**TEXTO DE LECTURA:**
"""

En segundo lugar, en una videollamada la comunicación no verbal no fluye de manera natural. En nuestras conversaciones presenciales rara vez prestamos atención a nuestros gestos y otras señales no verbales que emitimos. Sin embargo, en las videoconferencias la cosa es diferente. Es verdad que hay algunas cosas de las que no necesitamos preocuparnos, como los movimientos de nuestras piernas (o incluso como vamos vestidos de cintura hacia abajo) ya que eso no lo ve la cámara, pero, por otro lado, como transmitimos menos señales de comunicación no verbal, esas señales tienen un mayor impacto. Por eso nos preocupamos más que en nuestras conversaciones cara a cara de cuidar este tema o incluso de enviar señales adicionales, exagerando gestos, etc.

"""

Según el texto sobre las videollamadas, ¿por qué tienen mayor impacto las señales de comunicación no verbal? Responde en una sola oración, por favor.

**DATOS PROPORCIONADOS:**
"""

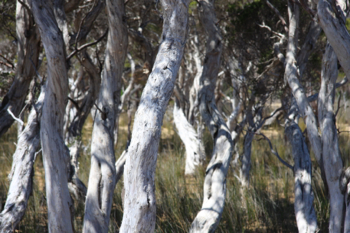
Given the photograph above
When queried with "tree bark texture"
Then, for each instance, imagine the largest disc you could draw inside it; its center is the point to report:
(215, 180)
(345, 188)
(21, 176)
(55, 155)
(304, 197)
(28, 48)
(102, 177)
(195, 154)
(332, 161)
(291, 75)
(333, 25)
(140, 202)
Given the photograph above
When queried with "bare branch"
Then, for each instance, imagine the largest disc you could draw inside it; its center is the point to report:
(275, 152)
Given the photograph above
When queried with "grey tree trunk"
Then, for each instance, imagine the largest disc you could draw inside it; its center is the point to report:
(140, 202)
(28, 41)
(332, 161)
(55, 156)
(345, 188)
(303, 204)
(195, 154)
(21, 176)
(215, 180)
(102, 177)
(291, 75)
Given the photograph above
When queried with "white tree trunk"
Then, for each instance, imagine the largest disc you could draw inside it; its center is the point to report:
(332, 161)
(195, 154)
(291, 75)
(140, 202)
(55, 156)
(102, 173)
(345, 188)
(28, 47)
(21, 176)
(215, 180)
(303, 204)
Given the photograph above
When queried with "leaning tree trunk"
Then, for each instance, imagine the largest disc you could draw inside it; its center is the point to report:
(304, 197)
(215, 180)
(21, 176)
(140, 202)
(195, 154)
(28, 47)
(332, 160)
(102, 177)
(55, 156)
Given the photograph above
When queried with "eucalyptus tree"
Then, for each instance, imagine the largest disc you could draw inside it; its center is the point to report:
(140, 202)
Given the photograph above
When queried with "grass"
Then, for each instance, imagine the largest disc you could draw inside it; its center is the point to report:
(267, 206)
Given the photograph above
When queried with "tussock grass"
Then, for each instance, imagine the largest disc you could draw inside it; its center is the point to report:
(266, 206)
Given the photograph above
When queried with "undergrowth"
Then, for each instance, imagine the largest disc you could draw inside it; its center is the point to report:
(266, 206)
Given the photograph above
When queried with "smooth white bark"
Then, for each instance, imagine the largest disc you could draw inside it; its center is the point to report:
(332, 161)
(55, 156)
(140, 202)
(195, 154)
(214, 190)
(303, 204)
(21, 176)
(102, 177)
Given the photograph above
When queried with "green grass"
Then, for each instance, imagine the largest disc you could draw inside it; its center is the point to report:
(266, 206)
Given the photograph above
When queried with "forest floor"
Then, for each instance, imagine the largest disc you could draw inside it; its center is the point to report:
(266, 206)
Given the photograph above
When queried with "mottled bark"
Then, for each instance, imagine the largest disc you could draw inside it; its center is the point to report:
(195, 154)
(215, 180)
(140, 202)
(332, 161)
(55, 156)
(28, 46)
(303, 204)
(21, 176)
(102, 177)
(291, 75)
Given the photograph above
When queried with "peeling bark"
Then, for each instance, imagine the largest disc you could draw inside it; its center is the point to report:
(140, 202)
(304, 197)
(55, 156)
(209, 216)
(102, 177)
(28, 40)
(332, 161)
(195, 154)
(21, 176)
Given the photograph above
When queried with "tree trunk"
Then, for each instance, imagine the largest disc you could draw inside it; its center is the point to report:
(55, 156)
(291, 75)
(102, 173)
(21, 176)
(215, 180)
(332, 161)
(140, 202)
(28, 41)
(303, 204)
(195, 154)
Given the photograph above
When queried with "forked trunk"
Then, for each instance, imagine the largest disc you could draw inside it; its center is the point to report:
(102, 177)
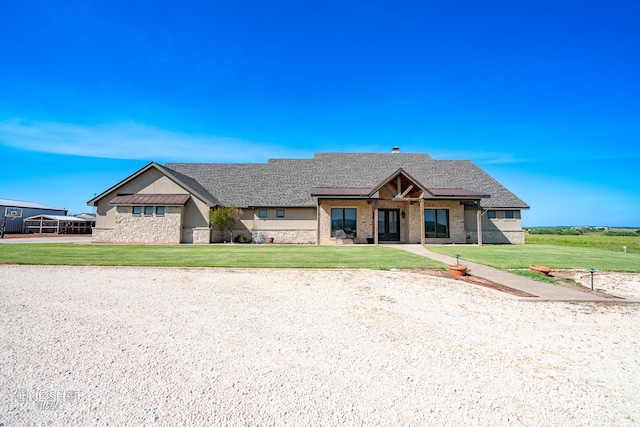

"""

**SOLUCIÓN DEL EJERCICIO:**
Porque en las videollamadas transmitimos menos señales de comunicación no verbal.